■ Written problem ■
Retype the records word for word, beginning with the first line and ending after the line that contains "[0,391,1270,950]".

Data provided start

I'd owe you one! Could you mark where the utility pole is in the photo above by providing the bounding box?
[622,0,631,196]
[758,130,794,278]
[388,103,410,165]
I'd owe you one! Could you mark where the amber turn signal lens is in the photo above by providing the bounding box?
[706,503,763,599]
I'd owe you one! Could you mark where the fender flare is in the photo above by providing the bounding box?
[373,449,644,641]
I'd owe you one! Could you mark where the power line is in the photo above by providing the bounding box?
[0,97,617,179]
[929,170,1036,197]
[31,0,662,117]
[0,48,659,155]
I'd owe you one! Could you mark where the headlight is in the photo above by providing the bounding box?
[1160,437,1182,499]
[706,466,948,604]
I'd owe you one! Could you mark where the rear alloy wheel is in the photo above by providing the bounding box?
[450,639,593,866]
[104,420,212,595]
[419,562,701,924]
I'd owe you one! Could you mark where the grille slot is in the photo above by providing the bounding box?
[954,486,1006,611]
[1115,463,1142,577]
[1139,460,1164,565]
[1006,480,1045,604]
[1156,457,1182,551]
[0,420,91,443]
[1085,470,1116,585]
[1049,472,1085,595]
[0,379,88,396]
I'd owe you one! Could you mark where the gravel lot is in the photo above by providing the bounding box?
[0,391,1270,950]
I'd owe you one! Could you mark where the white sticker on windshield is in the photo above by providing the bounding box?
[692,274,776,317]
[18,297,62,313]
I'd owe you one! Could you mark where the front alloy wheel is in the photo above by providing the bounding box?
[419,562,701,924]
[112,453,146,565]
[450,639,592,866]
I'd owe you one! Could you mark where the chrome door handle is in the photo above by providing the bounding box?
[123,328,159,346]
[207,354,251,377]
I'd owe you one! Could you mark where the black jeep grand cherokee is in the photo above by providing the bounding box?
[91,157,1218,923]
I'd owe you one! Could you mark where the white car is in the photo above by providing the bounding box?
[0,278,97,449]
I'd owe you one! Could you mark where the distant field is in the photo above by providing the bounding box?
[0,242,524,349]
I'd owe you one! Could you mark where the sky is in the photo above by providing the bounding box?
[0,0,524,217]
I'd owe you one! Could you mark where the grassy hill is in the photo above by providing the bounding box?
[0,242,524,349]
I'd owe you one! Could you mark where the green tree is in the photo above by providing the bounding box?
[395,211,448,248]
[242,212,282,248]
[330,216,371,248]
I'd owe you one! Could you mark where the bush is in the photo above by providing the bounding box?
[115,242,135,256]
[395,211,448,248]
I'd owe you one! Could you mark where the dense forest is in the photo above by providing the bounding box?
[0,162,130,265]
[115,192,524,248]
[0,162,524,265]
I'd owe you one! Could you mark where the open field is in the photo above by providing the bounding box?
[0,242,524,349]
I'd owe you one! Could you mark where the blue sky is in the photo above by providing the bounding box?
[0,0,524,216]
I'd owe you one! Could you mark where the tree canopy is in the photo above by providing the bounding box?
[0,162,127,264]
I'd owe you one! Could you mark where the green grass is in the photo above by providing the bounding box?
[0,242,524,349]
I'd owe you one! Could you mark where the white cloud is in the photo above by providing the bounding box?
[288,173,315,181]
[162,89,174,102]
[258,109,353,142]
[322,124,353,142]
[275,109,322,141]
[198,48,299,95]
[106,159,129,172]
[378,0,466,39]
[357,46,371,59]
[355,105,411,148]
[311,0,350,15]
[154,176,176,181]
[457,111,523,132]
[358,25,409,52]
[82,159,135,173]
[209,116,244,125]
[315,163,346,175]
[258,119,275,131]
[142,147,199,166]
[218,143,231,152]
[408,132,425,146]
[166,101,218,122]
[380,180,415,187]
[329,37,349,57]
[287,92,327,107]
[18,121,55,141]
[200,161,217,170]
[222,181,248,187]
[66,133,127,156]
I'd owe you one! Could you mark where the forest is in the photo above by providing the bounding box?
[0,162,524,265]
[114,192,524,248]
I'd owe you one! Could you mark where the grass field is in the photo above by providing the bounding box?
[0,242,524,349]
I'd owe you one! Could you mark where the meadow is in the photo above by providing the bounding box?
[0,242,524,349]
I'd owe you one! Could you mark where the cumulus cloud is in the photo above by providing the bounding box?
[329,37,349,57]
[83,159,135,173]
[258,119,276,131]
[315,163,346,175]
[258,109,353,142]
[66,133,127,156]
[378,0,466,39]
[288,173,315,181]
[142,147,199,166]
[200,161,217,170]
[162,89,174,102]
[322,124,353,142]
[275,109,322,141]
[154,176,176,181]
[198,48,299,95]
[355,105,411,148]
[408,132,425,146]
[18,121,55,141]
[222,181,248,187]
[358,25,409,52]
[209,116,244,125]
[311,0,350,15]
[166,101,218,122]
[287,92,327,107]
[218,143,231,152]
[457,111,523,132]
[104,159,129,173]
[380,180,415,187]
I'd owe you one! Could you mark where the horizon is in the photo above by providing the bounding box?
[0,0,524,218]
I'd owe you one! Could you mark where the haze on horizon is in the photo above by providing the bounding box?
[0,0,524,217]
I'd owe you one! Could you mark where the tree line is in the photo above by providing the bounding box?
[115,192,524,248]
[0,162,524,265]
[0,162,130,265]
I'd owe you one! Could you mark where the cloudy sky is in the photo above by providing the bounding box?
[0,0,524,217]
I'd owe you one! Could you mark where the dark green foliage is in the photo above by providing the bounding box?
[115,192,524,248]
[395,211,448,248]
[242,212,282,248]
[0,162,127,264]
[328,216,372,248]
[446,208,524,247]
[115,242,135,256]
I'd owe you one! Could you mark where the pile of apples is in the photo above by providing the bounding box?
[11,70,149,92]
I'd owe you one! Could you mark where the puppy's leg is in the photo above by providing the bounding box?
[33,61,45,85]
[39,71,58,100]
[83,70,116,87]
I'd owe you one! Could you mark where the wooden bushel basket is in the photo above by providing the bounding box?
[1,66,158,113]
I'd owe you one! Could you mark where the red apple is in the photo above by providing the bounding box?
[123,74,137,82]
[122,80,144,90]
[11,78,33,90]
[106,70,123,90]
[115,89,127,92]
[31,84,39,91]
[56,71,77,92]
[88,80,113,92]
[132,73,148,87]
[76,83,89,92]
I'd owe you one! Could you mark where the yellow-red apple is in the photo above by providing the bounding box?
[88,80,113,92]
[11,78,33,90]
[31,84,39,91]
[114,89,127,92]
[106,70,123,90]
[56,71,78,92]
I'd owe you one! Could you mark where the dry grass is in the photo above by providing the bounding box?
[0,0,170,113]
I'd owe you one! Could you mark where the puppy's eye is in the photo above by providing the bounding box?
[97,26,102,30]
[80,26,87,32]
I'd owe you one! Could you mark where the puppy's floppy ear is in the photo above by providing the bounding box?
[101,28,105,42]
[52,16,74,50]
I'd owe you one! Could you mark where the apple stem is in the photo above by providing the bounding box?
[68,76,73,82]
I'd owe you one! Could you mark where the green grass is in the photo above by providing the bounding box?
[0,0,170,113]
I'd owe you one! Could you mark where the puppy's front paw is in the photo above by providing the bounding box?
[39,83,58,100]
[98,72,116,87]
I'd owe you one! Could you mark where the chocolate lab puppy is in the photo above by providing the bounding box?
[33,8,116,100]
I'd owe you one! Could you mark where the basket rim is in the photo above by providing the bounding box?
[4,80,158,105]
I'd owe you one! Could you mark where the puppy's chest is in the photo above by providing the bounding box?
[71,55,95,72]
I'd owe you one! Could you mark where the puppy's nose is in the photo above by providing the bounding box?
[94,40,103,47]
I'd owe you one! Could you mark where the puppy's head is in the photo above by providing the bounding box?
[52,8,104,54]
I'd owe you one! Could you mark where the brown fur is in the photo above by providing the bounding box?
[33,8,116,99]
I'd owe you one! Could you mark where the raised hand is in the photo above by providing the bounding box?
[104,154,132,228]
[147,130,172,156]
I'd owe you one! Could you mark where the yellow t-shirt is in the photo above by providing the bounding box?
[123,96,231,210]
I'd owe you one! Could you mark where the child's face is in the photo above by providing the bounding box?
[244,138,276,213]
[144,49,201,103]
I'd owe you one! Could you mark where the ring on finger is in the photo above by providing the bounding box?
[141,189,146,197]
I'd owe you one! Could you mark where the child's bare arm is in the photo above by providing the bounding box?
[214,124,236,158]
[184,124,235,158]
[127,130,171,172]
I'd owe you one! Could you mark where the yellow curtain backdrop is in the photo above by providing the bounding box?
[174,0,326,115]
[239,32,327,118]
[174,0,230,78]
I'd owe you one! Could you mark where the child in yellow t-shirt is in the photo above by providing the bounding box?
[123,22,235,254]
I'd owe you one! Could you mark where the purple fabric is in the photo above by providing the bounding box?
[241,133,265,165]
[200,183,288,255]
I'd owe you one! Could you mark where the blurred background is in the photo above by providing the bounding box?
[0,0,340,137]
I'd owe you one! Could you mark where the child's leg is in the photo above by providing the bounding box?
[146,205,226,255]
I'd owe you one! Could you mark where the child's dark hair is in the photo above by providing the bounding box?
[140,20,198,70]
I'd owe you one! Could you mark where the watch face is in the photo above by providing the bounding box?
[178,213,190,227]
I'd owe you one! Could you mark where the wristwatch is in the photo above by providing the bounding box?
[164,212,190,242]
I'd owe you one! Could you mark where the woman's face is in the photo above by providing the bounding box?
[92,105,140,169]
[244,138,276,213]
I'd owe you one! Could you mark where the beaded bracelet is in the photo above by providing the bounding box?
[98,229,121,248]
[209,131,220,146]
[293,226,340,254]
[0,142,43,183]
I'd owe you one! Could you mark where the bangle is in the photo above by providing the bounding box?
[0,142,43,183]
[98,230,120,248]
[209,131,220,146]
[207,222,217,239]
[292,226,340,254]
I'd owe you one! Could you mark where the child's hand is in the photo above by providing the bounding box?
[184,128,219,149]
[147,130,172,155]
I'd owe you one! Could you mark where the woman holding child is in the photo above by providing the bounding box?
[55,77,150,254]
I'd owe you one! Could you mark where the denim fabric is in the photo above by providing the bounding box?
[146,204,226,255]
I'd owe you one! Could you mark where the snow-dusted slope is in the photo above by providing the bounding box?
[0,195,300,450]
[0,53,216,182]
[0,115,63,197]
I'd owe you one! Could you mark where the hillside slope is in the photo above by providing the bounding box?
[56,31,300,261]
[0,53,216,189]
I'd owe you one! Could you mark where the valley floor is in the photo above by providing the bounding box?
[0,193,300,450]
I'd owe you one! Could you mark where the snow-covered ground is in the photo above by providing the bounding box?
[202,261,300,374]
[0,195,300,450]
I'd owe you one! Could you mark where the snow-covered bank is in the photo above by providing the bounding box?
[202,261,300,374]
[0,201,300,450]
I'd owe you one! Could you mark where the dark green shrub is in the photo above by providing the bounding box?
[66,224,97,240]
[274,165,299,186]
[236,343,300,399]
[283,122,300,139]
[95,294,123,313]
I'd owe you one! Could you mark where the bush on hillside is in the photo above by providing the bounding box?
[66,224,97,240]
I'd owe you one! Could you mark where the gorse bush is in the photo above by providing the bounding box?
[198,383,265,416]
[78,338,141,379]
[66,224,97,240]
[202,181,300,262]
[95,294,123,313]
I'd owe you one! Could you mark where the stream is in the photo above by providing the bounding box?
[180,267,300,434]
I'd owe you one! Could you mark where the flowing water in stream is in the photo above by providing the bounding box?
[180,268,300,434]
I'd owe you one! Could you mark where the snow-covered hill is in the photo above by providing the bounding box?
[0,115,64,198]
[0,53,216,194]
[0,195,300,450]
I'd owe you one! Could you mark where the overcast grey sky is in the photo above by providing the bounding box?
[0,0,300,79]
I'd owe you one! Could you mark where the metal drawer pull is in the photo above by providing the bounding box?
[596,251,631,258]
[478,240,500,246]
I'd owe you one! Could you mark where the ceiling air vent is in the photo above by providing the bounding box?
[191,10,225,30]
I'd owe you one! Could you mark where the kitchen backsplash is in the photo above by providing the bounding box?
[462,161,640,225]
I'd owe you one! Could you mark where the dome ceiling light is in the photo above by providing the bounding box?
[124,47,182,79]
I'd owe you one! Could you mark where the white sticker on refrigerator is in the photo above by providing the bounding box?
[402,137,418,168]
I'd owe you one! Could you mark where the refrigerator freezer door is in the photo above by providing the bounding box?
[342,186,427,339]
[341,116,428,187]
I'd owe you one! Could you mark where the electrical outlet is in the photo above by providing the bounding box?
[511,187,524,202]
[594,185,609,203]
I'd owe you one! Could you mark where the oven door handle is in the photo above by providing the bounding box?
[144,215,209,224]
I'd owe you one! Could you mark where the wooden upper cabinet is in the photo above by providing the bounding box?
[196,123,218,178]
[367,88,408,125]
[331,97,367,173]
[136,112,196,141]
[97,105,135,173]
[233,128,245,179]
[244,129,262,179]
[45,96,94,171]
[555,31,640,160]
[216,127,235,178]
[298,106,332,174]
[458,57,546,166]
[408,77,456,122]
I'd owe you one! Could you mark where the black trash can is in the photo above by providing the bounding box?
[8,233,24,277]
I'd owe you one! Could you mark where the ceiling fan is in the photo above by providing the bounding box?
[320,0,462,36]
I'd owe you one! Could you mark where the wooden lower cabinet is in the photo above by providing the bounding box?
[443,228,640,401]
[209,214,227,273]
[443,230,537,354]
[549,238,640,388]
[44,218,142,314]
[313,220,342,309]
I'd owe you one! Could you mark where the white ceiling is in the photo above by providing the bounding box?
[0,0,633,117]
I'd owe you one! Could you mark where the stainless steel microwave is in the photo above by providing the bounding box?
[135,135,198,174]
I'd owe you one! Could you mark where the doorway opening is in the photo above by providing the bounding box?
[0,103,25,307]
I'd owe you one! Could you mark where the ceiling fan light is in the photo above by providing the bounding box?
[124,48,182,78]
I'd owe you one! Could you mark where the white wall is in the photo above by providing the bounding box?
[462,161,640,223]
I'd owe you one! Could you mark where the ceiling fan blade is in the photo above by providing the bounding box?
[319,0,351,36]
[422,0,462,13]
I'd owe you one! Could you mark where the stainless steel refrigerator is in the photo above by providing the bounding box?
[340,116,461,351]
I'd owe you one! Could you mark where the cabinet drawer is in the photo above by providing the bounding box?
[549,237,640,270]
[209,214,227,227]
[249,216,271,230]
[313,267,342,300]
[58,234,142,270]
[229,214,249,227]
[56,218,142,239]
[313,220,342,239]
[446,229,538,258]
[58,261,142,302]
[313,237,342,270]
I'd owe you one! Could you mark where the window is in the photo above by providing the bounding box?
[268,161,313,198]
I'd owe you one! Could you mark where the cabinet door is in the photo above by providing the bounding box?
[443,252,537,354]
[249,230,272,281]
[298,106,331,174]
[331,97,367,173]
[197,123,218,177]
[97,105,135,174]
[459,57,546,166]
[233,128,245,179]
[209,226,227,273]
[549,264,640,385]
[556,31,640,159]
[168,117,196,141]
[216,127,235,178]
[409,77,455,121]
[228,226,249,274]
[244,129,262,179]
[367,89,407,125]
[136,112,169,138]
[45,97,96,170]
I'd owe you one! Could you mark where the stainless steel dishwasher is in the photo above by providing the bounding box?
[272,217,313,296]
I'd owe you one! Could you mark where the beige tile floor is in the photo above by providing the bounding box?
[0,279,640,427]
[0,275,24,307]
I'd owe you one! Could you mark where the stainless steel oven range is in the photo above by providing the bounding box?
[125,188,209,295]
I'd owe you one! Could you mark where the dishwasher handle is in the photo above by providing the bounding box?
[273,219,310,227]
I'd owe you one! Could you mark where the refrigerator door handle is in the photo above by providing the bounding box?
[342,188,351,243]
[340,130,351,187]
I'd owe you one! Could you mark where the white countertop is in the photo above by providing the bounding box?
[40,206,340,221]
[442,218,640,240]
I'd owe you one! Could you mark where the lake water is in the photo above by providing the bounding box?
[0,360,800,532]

Data provided end

■ Full solution ■
I'd owe you one! Could you mark where the utility pole is in the photo above by providing the bounding box?
[622,0,631,196]
[758,130,794,278]
[388,103,410,165]
I'd owe you one! Could you mark where the amber turn signal lens is in the photo above by providing the bounding box?
[706,503,763,599]
I'd owe you one! Could you mark where the fender flare is in the photo above by providing the bounding box?
[373,449,644,641]
I'd owe you one! Could you mark where the power line is in the photo above by providing the bounding box?
[0,97,617,179]
[929,170,1036,197]
[31,0,662,117]
[0,48,659,155]
I'd owe you one! Could you mark where the headlight is in the photo above by providing the bounding box?
[1160,437,1182,499]
[706,466,948,604]
I'd owe you one! Could you mark where the rear alloy wheel is in the photo above by providing the bounding box?
[450,639,593,866]
[104,420,212,595]
[419,562,701,924]
I'd owe you one! Could you mark where the grille slot is in the photo above by providing the bounding box?
[954,486,1006,611]
[1115,463,1142,577]
[1139,460,1164,565]
[1006,480,1045,604]
[1156,457,1182,551]
[0,420,91,443]
[1085,470,1116,585]
[1049,472,1085,595]
[0,379,88,396]
I'd owe you one! Could you mark where the gravel lot is in the photo above by providing the bounding box?
[0,391,1270,950]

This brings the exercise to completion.